> **Dataset records**:
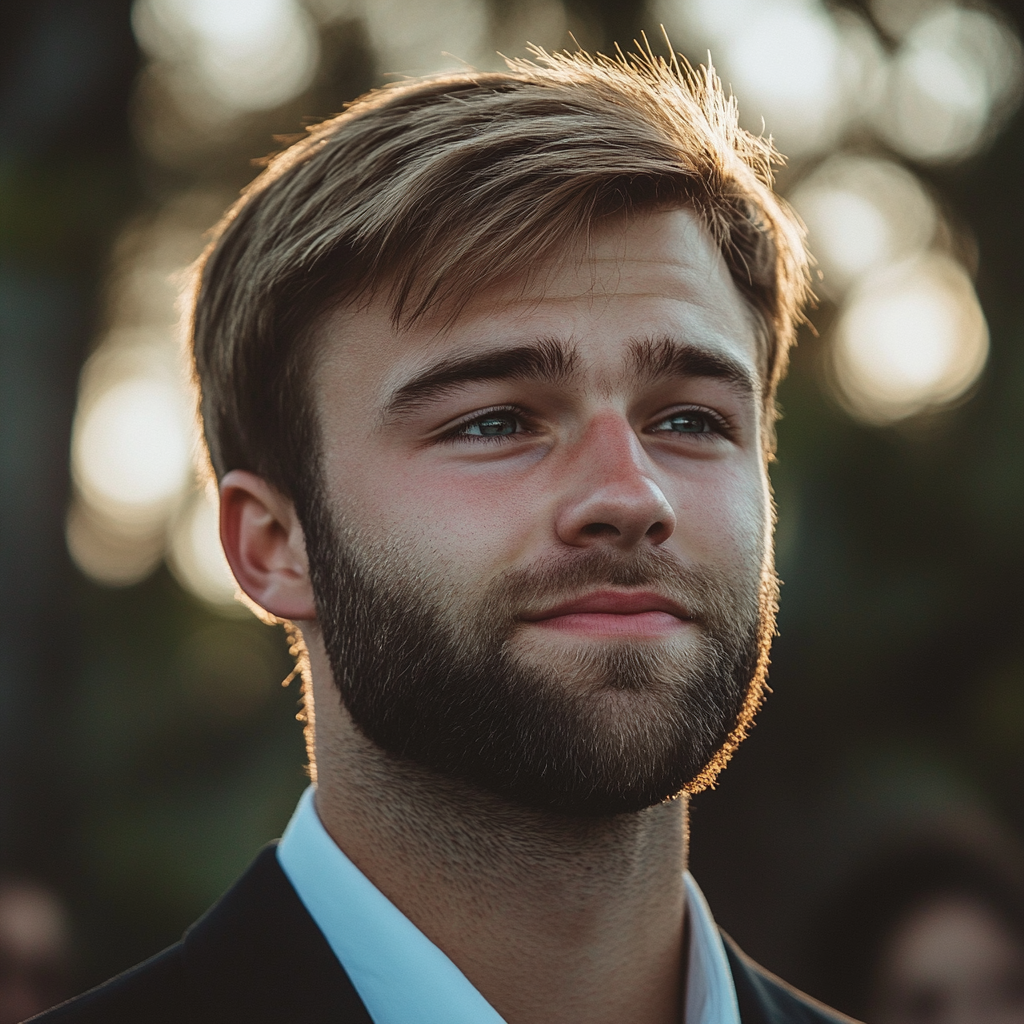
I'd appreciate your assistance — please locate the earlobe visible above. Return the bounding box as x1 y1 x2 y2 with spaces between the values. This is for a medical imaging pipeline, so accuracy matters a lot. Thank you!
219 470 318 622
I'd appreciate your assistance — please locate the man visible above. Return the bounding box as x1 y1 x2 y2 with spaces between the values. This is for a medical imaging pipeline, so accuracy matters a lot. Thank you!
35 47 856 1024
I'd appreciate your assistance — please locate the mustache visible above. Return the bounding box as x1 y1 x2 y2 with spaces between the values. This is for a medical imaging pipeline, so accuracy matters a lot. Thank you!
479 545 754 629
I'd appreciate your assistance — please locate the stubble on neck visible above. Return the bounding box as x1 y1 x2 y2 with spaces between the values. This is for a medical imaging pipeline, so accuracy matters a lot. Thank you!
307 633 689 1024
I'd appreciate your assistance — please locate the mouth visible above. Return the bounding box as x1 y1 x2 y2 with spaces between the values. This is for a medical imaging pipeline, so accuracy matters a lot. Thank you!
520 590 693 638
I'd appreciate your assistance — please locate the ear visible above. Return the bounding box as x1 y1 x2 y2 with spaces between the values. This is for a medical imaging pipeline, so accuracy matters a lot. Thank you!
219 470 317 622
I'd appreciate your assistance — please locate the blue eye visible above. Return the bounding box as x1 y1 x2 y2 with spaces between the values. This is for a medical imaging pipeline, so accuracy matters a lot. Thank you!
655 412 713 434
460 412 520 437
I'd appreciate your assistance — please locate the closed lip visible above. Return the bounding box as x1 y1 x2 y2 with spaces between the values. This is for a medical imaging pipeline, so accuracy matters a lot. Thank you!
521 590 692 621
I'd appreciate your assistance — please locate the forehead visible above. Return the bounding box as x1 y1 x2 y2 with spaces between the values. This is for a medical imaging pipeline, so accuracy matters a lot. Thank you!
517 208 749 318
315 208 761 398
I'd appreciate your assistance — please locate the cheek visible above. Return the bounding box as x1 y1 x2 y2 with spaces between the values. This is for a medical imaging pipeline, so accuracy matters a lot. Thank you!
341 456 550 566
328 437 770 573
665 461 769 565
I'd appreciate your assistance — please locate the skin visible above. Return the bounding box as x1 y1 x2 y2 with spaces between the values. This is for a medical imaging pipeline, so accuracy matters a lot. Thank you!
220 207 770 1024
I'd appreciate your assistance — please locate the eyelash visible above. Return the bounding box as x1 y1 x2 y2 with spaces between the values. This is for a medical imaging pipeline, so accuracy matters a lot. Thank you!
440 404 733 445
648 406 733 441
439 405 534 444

> **Aim of the task**: Exactly as written, give the entries above again, with no images.

> **Written response**:
I'd appreciate your assistance — please locate the earlobe visible above. Return the bounding box as x1 y1 x2 y2 with spaces between the values. This is for a medical imaging pipeline, so accuracy matters a lot. Thank you!
219 470 318 622
I'd appreciate your assistance — please locate the man visible above. Return the bounding box as x1 y1 x2 y2 with spaces between the values. This is for a medical imaging pipeline, so accuracy matters a lot. Thank you!
35 47 856 1024
I'd appreciate your assistance — please locate the mustache visible above. Return the bounding box as x1 y1 x2 y2 with spaces between the values. This is for a medical imaging pipeline, so accuracy matters a lot. Thank you!
479 545 754 629
I'd appreciate your assistance — please locate the stubble on neck visible above. Return the bounding box as x1 y1 x2 y2 with spaces between the values. This is for a medical imaging pipeline, so accuracy matters a lot. Thank you!
307 633 689 1024
I'd appreciate your assistance — please locate the mouth visible above. Return the bounding box as x1 y1 x2 y2 with spaces between the values. This is for a medical imaging pipeline, so accuracy matters a lot. Thank you!
520 590 693 638
I'd appreciate your assistance — please locate the ear visible above. Return the bounding box as x1 y1 x2 y2 with spaces between the values. This is for a medical imaging pipeline, so accuracy matters a lot. Thank you!
219 470 317 622
I'd appreciate your assistance — please locate the blue eye visible above. Return the bounding box as x1 y1 x2 y2 with spaces between the values. This is for a medical imaging pipeline, so accuracy matters a lot. Thank you!
655 412 713 434
460 412 520 437
I'd appreciate your assistance — please locate the closed lip visible above. Return the bounding box as x1 y1 x2 y2 with spaces between the values. This is for a medical imaging pipeline, so accuracy matters a lot. Thank you!
521 590 692 621
I'd appreciate your assistance — please locate the forehead visible above. Return the bounding box as x1 y1 x2 y2 with spaces between the values. This is for a medical imaging pipeline, so accuracy matters a lot. Thank you!
517 208 749 318
315 208 761 398
I'd appreciate your assistance — please locate the cheek visible above. Return the bounding box as x1 y1 x2 y2 with spaces between the values. This is for a medical imaging pipeline, so accuracy matters a lot. Thank you!
341 456 550 566
328 437 770 573
665 461 769 565
I'd appreciate your assistance — please locate the skin visible above. Return the bounding box as x1 y1 x2 y2 with spaces between the values. This is for a medical imaging pipeline, so accuracy matters a lot. Thank you!
220 207 770 1024
I'd appreciate your assistance — please locate the eyelash visible above. Return the bounding box as x1 y1 x2 y2 with spaces between the values. This is for a medical imaging pipeline, so accuracy matters a lot. Thank you!
440 404 733 445
648 406 733 441
439 405 534 444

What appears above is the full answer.